TEXT SEGMENT:
⟨

Perhaps man was losing his freedom in a subtle manner. He was becoming more and more dependent on other men. Part of that dependency was necessary, since man had to look to others for his food and fuel and essential services. But he had also become dependent on others for his entertainment and for his ideas. He looked to people rather than to himself and to the earth for his salvation. He fixed his expectations on the frowns or smiles or words of men, not on the strength of his own soul, or the sunrise, or the warming south wind, or the song of the warbler.

Once man leaned that heavily on people he was not wholly free to live. Then he became moody rather than self-reliant. He was filled with tensions and doubts. He walked in an unreal world, for he did not know the earth from which he came and to which he would return. He became a captive of civilization rather than an adventurer who topped each hill ahead for the thrill of discovering a new world. He lost the feel of his own strength, the power of his own soul to master any adversity.

⟩

INFORMATION SUPPLIED:
⟨

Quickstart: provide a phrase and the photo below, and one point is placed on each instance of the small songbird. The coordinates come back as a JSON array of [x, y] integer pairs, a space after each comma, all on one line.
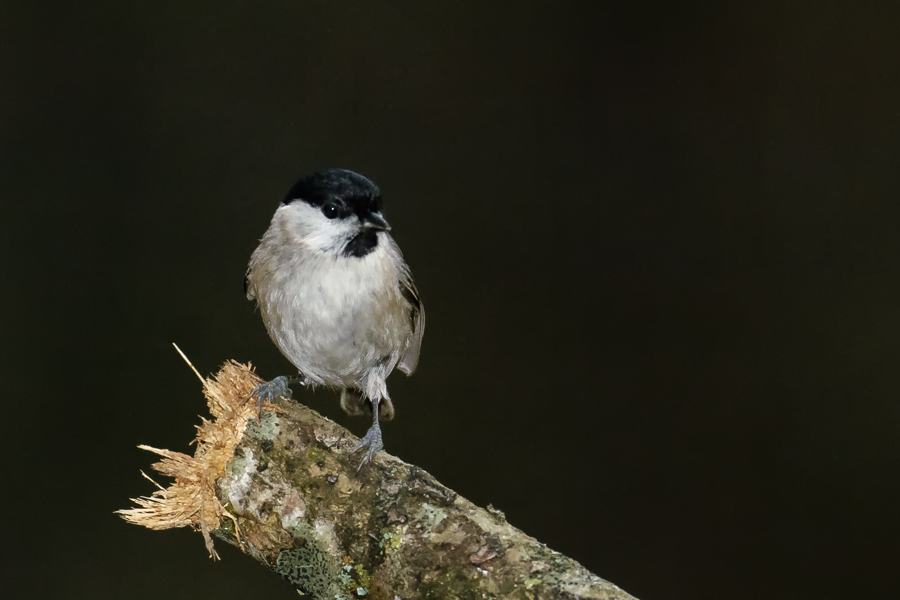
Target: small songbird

⟩

TASK DESCRIPTION: Reproduce everything from "Perhaps man was" down to "of the warbler." in the passage on lost freedom.

OUTPUT BELOW:
Perhaps man was losing his freedom in a subtle manner. He was becoming more and more dependent on other men. Part of that dependency was necessary, since man had to look to others for his food and fuel and essential services. But he had also become dependent on others for his entertainment and for his ideas. He looked to people rather than to himself and to the earth for his salvation. He fixed his expectations on the frowns or smiles or words of men, not on the strength of his own soul, or the sunrise, or the warming south wind, or the song of the warbler.